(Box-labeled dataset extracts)
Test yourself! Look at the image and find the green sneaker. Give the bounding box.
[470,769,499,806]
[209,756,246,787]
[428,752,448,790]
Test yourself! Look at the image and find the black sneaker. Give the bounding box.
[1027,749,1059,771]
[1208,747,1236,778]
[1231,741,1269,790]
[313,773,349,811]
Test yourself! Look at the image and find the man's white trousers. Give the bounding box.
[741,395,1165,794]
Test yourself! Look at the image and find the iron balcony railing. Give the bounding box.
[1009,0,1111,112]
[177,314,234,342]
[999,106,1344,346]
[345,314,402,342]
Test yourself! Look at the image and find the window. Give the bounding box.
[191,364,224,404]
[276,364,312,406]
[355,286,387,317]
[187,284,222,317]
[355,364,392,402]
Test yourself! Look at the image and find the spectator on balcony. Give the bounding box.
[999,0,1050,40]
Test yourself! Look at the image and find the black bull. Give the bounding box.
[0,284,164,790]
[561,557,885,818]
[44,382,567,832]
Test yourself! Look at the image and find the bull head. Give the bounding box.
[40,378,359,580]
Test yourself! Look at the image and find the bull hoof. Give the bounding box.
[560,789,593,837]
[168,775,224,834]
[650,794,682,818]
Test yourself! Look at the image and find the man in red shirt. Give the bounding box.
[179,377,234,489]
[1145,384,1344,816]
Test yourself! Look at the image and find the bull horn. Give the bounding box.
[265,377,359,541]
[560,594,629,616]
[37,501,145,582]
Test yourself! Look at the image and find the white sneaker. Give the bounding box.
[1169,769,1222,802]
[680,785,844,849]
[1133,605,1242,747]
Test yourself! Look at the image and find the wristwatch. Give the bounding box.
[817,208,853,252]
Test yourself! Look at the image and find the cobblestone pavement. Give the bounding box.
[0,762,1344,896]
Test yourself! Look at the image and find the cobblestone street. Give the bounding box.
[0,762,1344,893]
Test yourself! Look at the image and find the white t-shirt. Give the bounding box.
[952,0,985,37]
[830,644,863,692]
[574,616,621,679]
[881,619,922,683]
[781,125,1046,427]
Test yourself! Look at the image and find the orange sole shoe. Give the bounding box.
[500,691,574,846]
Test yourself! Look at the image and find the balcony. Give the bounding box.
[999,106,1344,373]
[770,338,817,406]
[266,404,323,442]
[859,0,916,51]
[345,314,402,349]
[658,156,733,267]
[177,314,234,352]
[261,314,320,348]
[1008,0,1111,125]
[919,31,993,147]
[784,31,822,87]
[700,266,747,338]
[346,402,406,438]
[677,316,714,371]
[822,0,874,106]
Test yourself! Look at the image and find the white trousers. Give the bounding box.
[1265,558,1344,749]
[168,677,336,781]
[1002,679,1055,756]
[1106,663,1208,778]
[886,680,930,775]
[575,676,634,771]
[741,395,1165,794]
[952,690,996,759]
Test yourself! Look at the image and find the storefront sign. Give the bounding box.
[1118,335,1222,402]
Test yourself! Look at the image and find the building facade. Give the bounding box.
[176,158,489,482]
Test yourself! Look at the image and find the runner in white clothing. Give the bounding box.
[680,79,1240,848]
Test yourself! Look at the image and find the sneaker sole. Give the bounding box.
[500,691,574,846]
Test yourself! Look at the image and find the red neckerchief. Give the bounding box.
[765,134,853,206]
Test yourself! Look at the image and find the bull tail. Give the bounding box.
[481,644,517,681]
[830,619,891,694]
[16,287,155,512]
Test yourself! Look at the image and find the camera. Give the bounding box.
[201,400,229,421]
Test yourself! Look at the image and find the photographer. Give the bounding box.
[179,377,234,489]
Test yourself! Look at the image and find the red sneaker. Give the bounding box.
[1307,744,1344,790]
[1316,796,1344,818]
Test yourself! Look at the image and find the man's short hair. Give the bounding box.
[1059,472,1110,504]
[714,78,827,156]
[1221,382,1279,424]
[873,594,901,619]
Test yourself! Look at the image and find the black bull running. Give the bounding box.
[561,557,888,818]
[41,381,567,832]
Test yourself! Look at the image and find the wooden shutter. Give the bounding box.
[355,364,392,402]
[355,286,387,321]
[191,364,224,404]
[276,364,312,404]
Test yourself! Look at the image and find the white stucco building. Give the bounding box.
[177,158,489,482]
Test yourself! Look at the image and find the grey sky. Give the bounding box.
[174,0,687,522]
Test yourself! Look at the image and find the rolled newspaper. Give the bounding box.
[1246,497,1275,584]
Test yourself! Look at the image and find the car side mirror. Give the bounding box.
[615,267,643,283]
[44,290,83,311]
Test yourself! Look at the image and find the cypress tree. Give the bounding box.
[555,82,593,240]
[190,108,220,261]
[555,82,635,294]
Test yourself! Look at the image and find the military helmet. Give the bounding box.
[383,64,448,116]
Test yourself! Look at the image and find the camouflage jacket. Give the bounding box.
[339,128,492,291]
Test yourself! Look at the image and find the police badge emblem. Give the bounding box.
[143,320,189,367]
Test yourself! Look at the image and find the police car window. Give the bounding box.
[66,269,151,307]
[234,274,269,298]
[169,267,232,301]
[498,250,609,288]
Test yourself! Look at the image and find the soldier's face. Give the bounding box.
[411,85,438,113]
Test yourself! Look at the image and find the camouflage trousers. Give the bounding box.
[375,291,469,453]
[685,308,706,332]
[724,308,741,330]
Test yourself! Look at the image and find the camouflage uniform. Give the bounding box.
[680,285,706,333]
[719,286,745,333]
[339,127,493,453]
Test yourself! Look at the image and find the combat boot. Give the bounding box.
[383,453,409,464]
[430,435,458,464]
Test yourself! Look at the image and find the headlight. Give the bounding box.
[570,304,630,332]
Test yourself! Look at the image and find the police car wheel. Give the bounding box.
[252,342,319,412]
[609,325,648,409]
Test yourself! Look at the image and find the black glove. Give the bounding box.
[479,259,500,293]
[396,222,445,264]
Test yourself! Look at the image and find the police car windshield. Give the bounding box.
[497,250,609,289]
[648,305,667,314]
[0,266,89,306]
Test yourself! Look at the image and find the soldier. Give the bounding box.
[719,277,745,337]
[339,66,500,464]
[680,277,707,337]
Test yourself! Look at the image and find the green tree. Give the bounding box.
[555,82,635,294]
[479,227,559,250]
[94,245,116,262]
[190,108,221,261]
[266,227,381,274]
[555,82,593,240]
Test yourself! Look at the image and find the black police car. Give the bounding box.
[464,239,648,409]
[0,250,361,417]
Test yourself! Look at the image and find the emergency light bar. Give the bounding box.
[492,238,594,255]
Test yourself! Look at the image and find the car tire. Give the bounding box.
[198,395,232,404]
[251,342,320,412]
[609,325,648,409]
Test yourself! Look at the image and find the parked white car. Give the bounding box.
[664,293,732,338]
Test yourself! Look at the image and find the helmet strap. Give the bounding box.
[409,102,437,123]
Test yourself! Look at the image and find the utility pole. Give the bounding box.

# Exercise task:
Convert the records from the line containing "Test yourself! Look at the image and find the camera." through the line containing "[41,381,567,832]" into a two-column CSV with the headers text and answer. Give one row per record, with its text and its answer each in a single quoted field and line breaks replaced by spaces.

# Reply:
text,answer
"Test yourself! Look at the image and find the camera. Give the bounding box.","[201,400,229,421]"
"Test yourself! Look at the image and find the photographer. Give the bounding box.","[179,377,234,489]"
"Test yourself! Look at the image and find the red sneaker. Give the bounding box.","[1307,744,1344,790] [1316,796,1344,818]"
"Test yourself! Look at the image and find the man's short hair. Give the bounding box.","[1059,472,1110,504] [714,78,827,156] [1221,382,1279,424] [873,594,901,619]"
"Test yourself! Look at the image and find the black bull running. Give the bounding box.","[561,557,888,818] [41,381,567,832]"